## TASK PROMPT
Only the lines from the start of the data through the one containing "Target: white propane tank" belong in your answer; return them exactly.

(Natural-language object grounding data)
·····

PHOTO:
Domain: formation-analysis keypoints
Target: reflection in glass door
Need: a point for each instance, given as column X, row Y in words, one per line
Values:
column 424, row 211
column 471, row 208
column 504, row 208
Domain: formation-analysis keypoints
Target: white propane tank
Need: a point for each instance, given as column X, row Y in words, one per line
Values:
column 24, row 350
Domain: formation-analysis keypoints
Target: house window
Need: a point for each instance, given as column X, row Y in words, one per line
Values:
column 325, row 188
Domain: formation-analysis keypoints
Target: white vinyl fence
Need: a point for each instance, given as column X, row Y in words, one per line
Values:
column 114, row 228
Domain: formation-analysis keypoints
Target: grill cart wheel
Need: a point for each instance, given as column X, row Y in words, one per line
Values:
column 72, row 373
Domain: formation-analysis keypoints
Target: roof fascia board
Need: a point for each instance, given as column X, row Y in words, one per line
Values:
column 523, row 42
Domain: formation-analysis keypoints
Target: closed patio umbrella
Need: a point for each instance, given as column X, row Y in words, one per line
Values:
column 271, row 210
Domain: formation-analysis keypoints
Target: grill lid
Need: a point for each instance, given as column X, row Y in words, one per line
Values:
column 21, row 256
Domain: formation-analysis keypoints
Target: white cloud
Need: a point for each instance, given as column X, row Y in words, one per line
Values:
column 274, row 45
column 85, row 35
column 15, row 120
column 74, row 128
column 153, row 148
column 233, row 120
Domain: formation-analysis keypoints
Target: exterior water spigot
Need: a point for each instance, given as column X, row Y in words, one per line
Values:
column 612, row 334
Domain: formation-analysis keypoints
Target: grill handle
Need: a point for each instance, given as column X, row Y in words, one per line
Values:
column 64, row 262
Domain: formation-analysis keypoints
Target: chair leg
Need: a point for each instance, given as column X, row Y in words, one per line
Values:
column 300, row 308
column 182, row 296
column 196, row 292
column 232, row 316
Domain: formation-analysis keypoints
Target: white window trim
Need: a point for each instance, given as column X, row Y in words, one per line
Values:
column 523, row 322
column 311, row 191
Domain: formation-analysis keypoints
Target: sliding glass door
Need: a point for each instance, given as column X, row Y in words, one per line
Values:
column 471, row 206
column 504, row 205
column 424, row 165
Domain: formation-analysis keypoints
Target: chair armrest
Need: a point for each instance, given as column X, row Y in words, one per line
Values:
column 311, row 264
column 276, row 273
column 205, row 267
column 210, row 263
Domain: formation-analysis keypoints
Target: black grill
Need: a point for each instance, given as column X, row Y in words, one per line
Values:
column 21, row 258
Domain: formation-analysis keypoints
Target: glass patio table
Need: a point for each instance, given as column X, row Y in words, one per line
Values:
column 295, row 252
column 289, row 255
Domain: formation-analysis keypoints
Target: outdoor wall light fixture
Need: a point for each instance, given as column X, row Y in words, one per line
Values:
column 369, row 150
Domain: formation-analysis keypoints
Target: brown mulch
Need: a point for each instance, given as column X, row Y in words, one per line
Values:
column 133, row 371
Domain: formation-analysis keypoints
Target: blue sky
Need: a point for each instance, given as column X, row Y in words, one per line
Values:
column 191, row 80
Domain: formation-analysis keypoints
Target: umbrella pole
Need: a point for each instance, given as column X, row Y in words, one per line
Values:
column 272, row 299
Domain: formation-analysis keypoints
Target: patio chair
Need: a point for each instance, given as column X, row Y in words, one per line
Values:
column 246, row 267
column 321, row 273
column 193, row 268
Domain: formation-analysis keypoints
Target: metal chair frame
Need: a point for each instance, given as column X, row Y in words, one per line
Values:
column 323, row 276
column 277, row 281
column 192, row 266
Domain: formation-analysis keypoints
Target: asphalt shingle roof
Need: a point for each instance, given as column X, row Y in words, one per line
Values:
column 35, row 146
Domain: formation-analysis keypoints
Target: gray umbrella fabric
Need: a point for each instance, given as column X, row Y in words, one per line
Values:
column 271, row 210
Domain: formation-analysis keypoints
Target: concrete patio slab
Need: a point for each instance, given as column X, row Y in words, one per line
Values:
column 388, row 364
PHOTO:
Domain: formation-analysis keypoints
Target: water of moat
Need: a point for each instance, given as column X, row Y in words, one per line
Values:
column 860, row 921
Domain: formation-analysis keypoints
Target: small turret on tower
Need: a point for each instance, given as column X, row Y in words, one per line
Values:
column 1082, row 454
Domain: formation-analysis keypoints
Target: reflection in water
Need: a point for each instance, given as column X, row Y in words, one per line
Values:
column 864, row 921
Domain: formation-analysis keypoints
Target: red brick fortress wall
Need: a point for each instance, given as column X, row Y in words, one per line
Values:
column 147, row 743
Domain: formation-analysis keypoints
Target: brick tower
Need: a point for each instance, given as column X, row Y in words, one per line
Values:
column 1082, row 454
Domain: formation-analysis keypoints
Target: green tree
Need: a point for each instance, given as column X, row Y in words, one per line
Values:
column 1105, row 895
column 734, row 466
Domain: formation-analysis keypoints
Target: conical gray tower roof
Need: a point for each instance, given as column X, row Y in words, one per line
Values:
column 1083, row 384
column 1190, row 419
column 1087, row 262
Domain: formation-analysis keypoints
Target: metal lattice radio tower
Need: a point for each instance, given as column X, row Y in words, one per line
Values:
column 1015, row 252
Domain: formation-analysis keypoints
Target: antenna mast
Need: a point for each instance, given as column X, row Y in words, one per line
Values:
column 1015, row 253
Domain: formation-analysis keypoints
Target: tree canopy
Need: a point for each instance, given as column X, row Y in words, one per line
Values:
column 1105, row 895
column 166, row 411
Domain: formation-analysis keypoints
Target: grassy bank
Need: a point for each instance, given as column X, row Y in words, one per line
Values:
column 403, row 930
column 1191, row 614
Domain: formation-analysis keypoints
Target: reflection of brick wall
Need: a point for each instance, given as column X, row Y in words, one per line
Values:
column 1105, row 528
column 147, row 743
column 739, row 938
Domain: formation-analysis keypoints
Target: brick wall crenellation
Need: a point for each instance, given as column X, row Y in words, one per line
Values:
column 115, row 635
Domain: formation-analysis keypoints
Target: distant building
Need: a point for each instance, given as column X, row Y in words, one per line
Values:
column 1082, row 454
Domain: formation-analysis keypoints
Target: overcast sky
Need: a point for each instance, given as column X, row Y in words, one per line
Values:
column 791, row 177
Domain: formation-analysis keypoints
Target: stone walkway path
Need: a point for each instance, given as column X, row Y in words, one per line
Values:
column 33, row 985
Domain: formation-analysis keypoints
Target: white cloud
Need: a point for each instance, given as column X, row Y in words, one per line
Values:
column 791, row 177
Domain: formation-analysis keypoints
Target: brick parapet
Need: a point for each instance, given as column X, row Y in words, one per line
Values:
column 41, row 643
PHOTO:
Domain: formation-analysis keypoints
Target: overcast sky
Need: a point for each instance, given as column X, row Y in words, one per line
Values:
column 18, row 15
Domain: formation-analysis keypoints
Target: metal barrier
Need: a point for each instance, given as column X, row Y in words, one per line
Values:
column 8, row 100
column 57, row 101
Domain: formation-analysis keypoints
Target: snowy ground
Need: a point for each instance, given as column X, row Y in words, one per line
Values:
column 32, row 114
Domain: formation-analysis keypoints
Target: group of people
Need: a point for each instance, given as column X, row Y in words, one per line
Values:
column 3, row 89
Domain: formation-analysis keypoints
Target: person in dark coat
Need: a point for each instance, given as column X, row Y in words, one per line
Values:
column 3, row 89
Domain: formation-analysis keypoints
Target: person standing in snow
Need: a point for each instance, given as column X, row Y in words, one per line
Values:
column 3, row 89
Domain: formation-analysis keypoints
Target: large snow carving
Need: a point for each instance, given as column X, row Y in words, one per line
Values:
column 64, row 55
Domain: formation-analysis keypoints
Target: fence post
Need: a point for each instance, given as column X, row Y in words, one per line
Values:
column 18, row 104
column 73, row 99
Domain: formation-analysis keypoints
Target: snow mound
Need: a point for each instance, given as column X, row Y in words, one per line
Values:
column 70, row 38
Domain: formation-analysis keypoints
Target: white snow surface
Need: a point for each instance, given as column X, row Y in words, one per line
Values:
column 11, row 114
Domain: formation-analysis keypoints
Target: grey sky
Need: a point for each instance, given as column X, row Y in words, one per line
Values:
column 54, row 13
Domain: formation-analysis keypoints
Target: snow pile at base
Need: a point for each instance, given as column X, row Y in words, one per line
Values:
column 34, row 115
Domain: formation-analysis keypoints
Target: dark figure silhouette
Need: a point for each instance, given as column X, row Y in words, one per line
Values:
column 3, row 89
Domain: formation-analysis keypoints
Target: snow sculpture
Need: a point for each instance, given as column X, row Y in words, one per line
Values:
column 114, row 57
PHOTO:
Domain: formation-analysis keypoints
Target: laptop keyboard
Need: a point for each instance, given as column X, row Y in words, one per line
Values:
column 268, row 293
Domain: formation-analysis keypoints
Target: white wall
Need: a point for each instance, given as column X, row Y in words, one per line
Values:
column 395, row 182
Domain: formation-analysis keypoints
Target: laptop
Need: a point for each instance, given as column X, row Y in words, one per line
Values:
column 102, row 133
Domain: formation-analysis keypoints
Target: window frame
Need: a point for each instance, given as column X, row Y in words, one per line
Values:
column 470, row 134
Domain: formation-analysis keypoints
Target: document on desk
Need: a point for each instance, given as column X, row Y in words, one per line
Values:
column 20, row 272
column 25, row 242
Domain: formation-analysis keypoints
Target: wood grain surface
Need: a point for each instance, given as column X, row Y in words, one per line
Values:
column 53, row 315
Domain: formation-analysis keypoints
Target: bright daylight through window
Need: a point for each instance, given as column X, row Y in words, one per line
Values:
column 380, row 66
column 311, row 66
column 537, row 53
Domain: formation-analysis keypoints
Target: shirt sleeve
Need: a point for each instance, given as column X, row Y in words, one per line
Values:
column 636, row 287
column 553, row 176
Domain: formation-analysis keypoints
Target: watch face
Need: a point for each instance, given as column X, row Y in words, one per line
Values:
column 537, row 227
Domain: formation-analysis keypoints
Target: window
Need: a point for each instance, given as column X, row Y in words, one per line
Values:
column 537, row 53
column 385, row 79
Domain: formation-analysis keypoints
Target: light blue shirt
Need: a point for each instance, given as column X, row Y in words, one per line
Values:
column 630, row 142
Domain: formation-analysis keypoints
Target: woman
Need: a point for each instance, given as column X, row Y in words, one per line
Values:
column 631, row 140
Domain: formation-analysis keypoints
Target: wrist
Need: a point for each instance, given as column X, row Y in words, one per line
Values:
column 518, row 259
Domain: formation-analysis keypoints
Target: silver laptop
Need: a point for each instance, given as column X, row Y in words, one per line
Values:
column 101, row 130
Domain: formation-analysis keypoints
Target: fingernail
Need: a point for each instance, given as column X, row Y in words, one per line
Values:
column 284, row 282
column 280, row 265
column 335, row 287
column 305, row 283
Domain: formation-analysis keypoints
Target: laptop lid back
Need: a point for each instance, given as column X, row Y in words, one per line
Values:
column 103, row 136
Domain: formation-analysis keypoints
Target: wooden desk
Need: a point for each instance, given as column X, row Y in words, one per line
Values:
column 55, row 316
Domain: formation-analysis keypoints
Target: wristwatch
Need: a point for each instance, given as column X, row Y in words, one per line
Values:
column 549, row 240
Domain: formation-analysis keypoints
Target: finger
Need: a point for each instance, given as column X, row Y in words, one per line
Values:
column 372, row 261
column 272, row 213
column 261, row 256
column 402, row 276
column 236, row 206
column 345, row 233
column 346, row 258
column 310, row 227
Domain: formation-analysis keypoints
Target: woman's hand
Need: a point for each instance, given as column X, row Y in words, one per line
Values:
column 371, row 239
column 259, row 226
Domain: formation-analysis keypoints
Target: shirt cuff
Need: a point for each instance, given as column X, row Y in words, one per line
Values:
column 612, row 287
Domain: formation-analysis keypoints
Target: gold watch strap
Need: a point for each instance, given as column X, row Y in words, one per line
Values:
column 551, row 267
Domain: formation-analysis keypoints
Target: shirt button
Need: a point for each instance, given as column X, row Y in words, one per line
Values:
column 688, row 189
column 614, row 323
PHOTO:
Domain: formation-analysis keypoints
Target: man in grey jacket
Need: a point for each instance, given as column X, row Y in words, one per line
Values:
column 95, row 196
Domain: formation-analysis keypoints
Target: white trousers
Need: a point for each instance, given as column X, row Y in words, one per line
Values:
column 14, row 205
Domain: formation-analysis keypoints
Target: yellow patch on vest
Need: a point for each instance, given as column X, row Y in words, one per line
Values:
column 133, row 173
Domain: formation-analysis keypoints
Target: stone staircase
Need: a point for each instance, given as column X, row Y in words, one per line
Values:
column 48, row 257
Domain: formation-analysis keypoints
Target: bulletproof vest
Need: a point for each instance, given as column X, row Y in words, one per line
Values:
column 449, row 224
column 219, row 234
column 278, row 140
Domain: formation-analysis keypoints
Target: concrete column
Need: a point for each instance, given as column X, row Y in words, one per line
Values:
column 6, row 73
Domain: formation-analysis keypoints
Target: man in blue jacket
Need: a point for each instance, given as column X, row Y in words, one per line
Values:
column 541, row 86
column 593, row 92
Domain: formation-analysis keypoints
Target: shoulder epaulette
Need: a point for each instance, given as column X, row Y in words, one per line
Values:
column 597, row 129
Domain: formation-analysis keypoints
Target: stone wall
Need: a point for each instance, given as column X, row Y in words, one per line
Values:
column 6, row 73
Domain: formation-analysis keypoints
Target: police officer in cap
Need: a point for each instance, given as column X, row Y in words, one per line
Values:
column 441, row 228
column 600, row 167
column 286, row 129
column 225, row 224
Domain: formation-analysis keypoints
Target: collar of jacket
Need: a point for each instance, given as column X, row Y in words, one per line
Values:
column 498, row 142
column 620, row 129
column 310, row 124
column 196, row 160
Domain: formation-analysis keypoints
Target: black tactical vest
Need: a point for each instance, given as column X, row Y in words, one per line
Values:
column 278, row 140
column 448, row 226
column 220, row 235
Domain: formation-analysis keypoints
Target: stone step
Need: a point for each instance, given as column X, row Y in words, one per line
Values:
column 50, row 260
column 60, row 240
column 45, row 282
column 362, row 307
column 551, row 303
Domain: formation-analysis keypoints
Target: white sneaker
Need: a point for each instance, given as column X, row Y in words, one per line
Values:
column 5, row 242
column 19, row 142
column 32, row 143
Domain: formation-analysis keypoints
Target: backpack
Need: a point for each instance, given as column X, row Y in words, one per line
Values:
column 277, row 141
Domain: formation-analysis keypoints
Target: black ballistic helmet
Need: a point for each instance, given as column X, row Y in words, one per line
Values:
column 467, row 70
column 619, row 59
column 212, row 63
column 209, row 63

·····

## COMPLETED EXERCISE
PHOTO:
Domain: formation-analysis keypoints
Target: reflection in glass door
Need: a point for each instance, given as column X, row Y in words, one per line
Values:
column 424, row 211
column 471, row 208
column 504, row 208
Domain: formation-analysis keypoints
Target: white propane tank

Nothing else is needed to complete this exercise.